WORK INSTRUCTIONS:
a: In the account of the train ride, what kind of car did the travelers board?
b: List every hardship the account of the train ride names that the travelers got a few hours of sleep despite.
c: Copy the account of the train ride from "Wednesday, April 22, 2009" to "hours of sleep.", swapping "bedsheet" for "blanket".

Wednesday, April 22, 2009

Train Ride to Jaisslamer

Grabbing some fruit & water from the train station, we boarded into the 2nd class non-AC sleeper car. On schedule, the train rocked into motion, bound for its final destination of Jaisalmer. Bordering the train tracks were small, shabby-looking dwellings - a large contrast to the tree and flower-lined spacious boulevards and stately buildings we saw a few hours earlier. As evening descended, the windows were closed to prevent the mosquitoes and dust from entering. The fan above only operated at a high speed, so I was particularly grateful for the bedsheet I had brought along. Despite the repeated stops (Express doesn’t mean direct without stops), noise, occasional smells from the bathroom, and requests to show our ticket, we somehow managed to get a few hours of sleep.

The emerging colors of dawn beckoned me to sit up. Before us was a vastly different landscape. The green of Delhi was replaced by brown barren-looking earth, interrupted by occasional scrubby trees or huts constructed of stone slabs or mud. Carefully piled stones or fences made out of the same vertical stone slabs demarcated the fields. Wheat grew in some fields, with the mostly female workers harvesting by hand, gathering bundles together likely in much the same way as they did in Biblical times. The train stopped for various intervals, with the train begging to empty as we neared our desert destination. A life-blood of these Indian towns, the small train stations enabled us to glimpse part of its events: a young woman brightly clad in a odhni scarf and matching sari talking on her cell phone with her bonnet-clad infant looking up at her with his eyeliner-decorated eyes, two wrinkled men wearing red turbans chatting as they sip sweet tea, and a woman patiently squatting on the platform with a watch peeking through the large collection of bangles around her wrist. To one side of the track I see men already taking their first tea break of the day, pausing from their labor of constructing a track using concrete railroad ties. As the train once again begins, we pass by a truck carrying a mound of colorful mattresses. Children run towards the train and wave, excitedly pointing as we wave back.

DATASET ENTRIES:
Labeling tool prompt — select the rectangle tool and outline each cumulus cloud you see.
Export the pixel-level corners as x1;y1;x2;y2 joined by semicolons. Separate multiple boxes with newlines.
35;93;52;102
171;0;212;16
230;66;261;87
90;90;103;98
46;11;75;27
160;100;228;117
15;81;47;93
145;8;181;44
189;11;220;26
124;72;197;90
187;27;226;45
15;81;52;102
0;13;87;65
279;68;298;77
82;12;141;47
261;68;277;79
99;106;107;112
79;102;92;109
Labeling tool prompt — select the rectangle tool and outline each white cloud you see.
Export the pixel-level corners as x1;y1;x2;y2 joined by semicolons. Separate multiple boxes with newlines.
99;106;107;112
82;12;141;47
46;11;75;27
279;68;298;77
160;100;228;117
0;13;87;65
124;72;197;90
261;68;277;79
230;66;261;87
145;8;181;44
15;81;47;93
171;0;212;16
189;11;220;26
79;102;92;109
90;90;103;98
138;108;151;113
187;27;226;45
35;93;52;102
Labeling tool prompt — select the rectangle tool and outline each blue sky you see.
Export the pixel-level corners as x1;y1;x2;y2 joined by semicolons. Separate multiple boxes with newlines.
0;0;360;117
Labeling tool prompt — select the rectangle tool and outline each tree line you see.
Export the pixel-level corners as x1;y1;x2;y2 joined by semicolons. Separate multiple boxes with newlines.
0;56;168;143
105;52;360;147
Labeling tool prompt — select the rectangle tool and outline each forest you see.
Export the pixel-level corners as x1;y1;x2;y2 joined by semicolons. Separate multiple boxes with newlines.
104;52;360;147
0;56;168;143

OUTPUTS IN ORDER:
a: A 2nd class non-AC sleeper car.

b: Repeated stops, noise, occasional smells from the bathroom, and requests to show their ticket.

c:
Wednesday, April 22, 2009

Train Ride to Jaisslamer

Grabbing some fruit & water from the train station, we boarded into the 2nd class non-AC sleeper car. On schedule, the train rocked into motion, bound for its final destination of Jaisalmer. Bordering the train tracks were small, shabby-looking dwellings - a large contrast to the tree and flower-lined spacious boulevards and stately buildings we saw a few hours earlier. As evening descended, the windows were closed to prevent the mosquitoes and dust from entering. The fan above only operated at a high speed, so I was particularly grateful for the blanket I had brought along. Despite the repeated stops (Express doesn’t mean direct without stops), noise, occasional smells from the bathroom, and requests to show our ticket, we somehow managed to get a few hours of sleep.